Problems to work on →
1. Can you copy everything in the health insurance passage from "Competition is what" down to "no real competition." word for word?
2. Can you answer these questions from the health insurance passage?
(a) What does the passage say drives the economy?
(b) According to the passage, why is there no real competition as things stand now?
(c) What does the writer personally do instead of staying put?
3. Do these statements agree with the health insurance passage? Answer yes or no for each, with the deciding words quoted.
(a) Only Republicans oppose the public option.
(b) Switching to a new insurance company guarantees a better or cheaper plan.
(c) The passage says competition is what capitalism is all about.

Document passage →
***

The Republicans along with the several cowardly Democrats who oppose the public option, in addition to mostly being bought off by the dons who run the industry, are actually preventing competition when they otherwise claim to embrace it. They're preventing you from having a fair choice in this thing.
Competition is what capitalism is all about, yes? The spirit of competition mandates that the marketplace -- you and I -- have the flexibility to move towards the path of least resistance, thus competition is generated, prices are controlled, service improves and the companies that can't compete are killed off. If we don't like one form of crap on a stick, we can stop buying it in lieu of better, cheaper crap on a stick. Choice drives competition and competition drives the economy, right?
As it stands now, there are no choices so there's no real competition.
If we opt to bail on our insurance company because we think they're being unfair or generally screwing us, there are no guarantees the next place will be better or cheaper, or that they'll even have us. And what if we developed an injury or illness on the previous policy? So our tendency is to stay put or, like me, roll the dice.

***

Records →
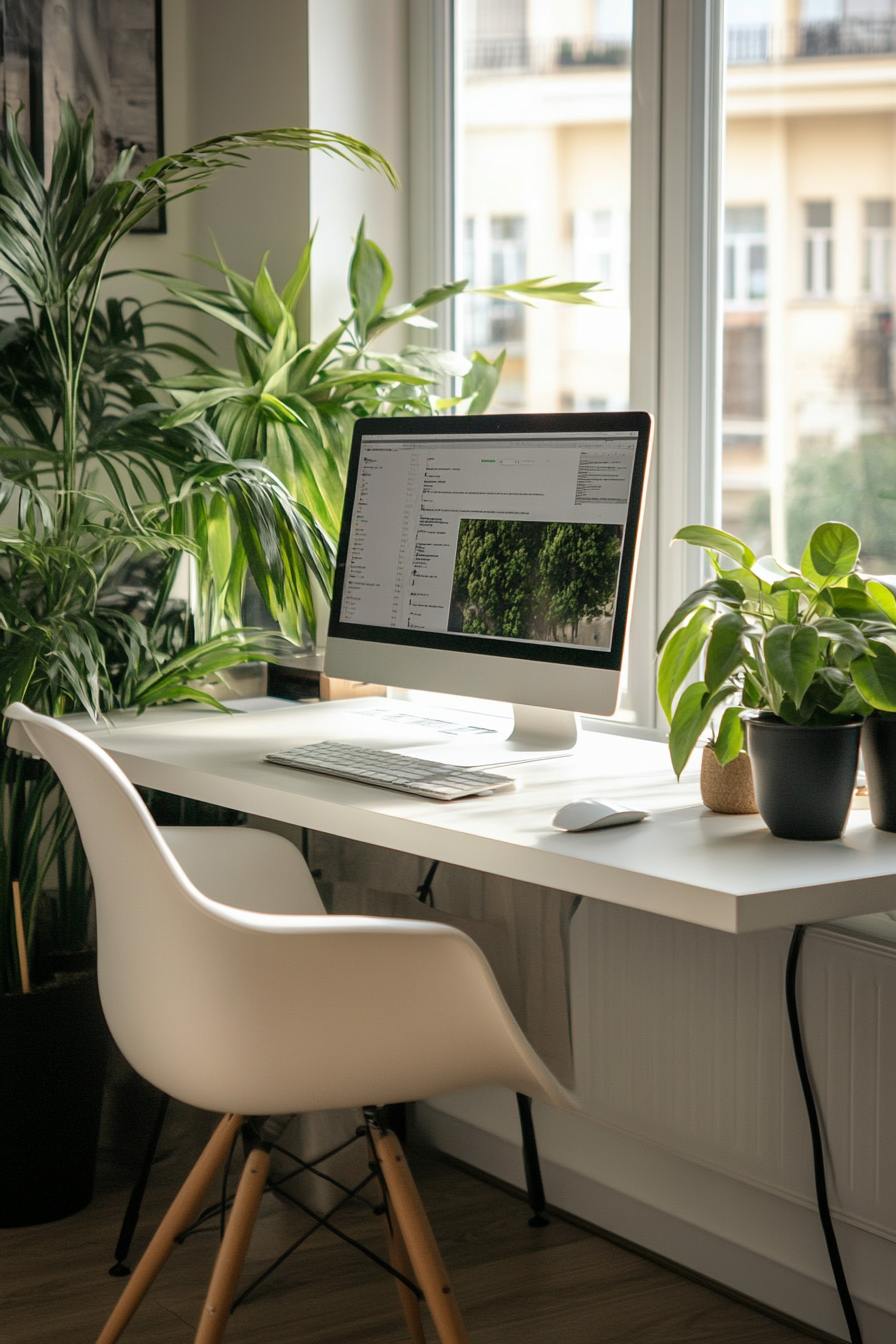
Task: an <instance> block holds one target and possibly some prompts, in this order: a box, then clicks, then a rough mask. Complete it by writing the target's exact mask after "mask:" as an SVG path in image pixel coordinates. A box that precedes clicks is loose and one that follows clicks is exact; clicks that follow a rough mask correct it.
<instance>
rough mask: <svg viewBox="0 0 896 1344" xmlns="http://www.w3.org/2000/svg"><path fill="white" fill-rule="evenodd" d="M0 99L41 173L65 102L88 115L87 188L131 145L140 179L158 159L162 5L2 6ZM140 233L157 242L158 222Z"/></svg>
mask: <svg viewBox="0 0 896 1344" xmlns="http://www.w3.org/2000/svg"><path fill="white" fill-rule="evenodd" d="M0 94H1V95H3V99H4V101H5V102H8V103H9V105H11V106H12V108H13V109H20V112H19V129H20V130H21V133H23V136H24V138H26V141H27V144H28V145H30V148H31V152H32V155H34V157H35V160H36V161H38V165H39V168H40V169H42V171H44V169H46V167H47V165H48V164H50V160H51V156H52V146H54V144H55V141H56V137H58V134H59V108H60V105H62V102H63V101H64V99H66V98H71V101H73V103H74V106H75V110H77V113H78V116H79V118H81V120H82V121H83V118H85V116H86V114H87V112H90V109H91V108H93V112H94V133H95V134H94V145H95V173H94V181H95V183H99V181H101V180H102V179H103V177H105V176H106V173H107V172H109V169H110V168H111V165H113V164H114V161H116V159H117V156H118V155H120V153H121V151H122V149H129V148H130V145H136V146H137V151H136V153H134V159H133V168H132V171H134V172H140V169H141V168H144V167H145V165H146V164H150V163H152V161H153V160H154V159H159V156H160V155H161V153H163V152H164V151H163V86H161V0H0ZM138 228H140V231H141V233H153V234H159V233H164V231H165V218H164V212H163V211H157V212H156V214H153V215H150V216H148V218H146V219H145V220H144V222H142V223H141V224H140V226H138Z"/></svg>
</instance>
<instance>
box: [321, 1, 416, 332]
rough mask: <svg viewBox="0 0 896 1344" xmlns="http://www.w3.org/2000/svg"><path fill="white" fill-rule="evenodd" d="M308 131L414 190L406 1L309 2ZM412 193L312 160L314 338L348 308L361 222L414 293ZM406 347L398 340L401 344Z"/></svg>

***

Solutions to the exercise →
1.
Competition is what capitalism is all about, yes? The spirit of competition mandates that the marketplace -- you and I -- have the flexibility to move towards the path of least resistance, thus competition is generated, prices are controlled, service improves and the companies that can't compete are killed off. If we don't like one form of crap on a stick, we can stop buying it in lieu of better, cheaper crap on a stick. Choice drives competition and competition drives the economy, right?
As it stands now, there are no choices so there's no real competition.

2.
(a) Competition.
(b) Because there are no choices.
(c) The writer rolls the dice.

3.
(a) No: "The Republicans along with the several cowardly Democrats who oppose the public option"
(b) No: "there are no guarantees the next place will be better or cheaper"
(c) Yes: "Competition is what capitalism is all about, yes?"